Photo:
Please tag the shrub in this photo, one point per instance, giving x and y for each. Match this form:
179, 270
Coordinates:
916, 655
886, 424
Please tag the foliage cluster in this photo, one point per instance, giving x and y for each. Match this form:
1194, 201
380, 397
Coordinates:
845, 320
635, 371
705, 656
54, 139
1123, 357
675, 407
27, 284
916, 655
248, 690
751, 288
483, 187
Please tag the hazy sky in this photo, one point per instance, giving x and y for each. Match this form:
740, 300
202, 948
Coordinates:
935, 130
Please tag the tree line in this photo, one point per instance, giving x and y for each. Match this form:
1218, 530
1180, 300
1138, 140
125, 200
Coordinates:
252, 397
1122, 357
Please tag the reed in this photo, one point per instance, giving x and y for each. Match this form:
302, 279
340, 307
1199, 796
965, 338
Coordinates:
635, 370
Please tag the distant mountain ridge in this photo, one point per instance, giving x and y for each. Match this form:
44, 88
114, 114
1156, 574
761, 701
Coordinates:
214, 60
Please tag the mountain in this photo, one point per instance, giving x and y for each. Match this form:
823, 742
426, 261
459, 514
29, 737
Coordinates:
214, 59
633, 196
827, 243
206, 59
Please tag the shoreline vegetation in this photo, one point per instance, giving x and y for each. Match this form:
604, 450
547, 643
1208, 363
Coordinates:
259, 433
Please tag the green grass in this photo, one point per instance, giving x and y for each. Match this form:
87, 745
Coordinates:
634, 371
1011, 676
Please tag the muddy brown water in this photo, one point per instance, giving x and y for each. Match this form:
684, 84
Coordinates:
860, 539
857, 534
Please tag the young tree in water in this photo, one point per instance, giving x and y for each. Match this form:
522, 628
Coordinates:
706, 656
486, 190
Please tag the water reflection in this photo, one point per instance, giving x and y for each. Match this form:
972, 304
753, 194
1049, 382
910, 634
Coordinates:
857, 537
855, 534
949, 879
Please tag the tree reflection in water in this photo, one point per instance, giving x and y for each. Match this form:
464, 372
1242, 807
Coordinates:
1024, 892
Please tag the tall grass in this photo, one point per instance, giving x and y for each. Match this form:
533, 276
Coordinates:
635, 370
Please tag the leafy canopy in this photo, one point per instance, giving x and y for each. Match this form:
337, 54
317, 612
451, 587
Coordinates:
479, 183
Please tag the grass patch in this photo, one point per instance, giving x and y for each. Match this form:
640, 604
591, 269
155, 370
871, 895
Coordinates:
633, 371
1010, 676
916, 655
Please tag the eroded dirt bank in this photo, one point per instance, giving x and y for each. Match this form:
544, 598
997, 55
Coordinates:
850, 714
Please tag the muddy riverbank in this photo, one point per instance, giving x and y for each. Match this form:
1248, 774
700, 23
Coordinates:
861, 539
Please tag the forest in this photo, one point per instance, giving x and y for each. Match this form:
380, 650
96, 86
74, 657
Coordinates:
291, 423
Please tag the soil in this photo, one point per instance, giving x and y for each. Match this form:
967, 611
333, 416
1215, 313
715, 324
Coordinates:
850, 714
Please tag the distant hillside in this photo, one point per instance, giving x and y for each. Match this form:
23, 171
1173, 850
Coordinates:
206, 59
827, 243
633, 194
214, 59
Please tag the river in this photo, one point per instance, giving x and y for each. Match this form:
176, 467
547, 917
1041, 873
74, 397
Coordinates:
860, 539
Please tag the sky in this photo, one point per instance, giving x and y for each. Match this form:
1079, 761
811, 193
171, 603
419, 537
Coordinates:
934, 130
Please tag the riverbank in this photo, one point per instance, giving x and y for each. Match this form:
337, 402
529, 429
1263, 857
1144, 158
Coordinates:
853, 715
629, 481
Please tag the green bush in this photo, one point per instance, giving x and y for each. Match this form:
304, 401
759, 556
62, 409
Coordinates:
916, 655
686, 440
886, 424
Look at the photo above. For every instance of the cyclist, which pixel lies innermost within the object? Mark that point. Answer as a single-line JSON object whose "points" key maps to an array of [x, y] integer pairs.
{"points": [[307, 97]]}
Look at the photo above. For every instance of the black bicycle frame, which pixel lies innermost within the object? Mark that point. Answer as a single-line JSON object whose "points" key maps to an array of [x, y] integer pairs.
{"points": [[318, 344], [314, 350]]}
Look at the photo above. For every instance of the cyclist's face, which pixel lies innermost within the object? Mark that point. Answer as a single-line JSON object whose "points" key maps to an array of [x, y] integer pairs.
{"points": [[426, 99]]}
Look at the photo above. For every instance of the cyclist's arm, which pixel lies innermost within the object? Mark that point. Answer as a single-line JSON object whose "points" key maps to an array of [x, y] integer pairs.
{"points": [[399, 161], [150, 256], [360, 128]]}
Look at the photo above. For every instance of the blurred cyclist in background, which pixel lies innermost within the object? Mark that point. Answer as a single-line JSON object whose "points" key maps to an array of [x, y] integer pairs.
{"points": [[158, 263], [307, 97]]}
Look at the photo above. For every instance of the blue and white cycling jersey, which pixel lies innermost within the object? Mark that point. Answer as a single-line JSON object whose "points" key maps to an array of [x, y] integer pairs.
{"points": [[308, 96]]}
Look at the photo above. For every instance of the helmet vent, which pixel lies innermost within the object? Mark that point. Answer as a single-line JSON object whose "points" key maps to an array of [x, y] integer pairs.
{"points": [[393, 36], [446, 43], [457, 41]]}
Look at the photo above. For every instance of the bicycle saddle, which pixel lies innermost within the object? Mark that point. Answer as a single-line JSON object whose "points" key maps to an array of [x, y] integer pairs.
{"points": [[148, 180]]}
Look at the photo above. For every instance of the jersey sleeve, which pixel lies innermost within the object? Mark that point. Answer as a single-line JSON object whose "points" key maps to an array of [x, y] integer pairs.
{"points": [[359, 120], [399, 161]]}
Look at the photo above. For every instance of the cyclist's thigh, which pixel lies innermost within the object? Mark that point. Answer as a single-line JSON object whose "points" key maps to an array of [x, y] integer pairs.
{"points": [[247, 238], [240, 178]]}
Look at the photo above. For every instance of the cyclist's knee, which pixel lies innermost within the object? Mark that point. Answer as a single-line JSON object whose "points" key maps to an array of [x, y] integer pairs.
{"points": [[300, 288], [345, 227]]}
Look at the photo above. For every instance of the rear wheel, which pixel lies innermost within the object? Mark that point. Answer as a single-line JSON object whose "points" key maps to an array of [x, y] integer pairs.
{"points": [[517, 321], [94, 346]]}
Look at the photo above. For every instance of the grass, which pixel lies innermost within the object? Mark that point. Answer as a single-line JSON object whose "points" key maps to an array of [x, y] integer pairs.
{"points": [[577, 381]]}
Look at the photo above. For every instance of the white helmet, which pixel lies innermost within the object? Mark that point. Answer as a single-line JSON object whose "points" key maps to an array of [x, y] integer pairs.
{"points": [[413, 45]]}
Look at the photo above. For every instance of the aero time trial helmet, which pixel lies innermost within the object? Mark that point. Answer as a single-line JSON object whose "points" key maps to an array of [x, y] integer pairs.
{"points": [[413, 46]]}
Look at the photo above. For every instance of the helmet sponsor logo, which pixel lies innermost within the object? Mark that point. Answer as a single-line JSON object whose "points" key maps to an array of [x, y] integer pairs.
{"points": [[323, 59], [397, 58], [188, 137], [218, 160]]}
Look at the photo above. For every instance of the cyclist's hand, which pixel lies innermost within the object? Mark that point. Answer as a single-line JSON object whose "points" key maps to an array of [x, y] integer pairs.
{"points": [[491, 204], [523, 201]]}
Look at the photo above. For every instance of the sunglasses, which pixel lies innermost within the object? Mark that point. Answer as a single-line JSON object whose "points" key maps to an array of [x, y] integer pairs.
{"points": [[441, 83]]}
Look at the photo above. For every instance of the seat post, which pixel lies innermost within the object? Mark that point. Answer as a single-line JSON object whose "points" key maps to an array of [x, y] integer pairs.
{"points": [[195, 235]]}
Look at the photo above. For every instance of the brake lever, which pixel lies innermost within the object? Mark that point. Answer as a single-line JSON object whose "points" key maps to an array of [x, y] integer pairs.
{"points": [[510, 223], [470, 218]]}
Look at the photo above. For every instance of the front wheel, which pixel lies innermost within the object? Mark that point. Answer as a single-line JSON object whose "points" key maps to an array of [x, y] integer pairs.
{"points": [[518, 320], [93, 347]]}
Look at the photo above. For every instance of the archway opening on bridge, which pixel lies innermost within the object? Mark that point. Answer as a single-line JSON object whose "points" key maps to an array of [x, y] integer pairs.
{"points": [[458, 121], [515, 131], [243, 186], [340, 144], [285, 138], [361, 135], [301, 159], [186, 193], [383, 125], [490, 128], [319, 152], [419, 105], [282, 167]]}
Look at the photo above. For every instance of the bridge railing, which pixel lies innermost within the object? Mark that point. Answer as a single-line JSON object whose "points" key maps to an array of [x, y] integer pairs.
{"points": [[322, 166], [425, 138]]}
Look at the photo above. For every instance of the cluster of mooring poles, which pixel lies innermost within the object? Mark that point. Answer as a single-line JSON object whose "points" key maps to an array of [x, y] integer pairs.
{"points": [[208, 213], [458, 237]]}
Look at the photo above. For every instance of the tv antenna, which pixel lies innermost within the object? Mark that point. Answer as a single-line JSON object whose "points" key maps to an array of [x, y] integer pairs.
* * * * * * * * *
Task objective = Starting with the line that contains "Look at the photo above. For every instance of the archway", print each line through the last one in the listing. Include both end lines and add nothing.

Exercise response =
Look at the photo above. For every instance of the archway opening on bridge, which pixel lies innermost within the object? Mark that point. Answer as a single-line JSON object whose "points" key maps to an array of [x, y] integer pairs.
{"points": [[458, 121], [515, 131], [243, 186], [340, 144], [285, 138], [361, 135], [301, 159], [186, 193], [383, 125], [490, 128], [319, 152], [419, 105], [282, 167]]}
Look at the photo above. For every instance of the bridge railing, which pixel lies innermost within the object? Mark that point. Answer as a single-line JSON object whose "points" key maps to an array of [x, y] integer pairs.
{"points": [[322, 166], [425, 138]]}
Look at the photo above. For every instance of the cluster of mooring poles, which pixel lies innermost within the object? Mark that point. Answer as a single-line JSON object whose "points" key maps to an array of [x, y] integer pairs.
{"points": [[208, 213], [458, 237]]}
Look at the photo above. For every instance of the tv antenna, which pixel lies innermost within the object? Mark that point. Answer as a single-line JSON object whose "points" key maps to an array of [x, y] integer pairs.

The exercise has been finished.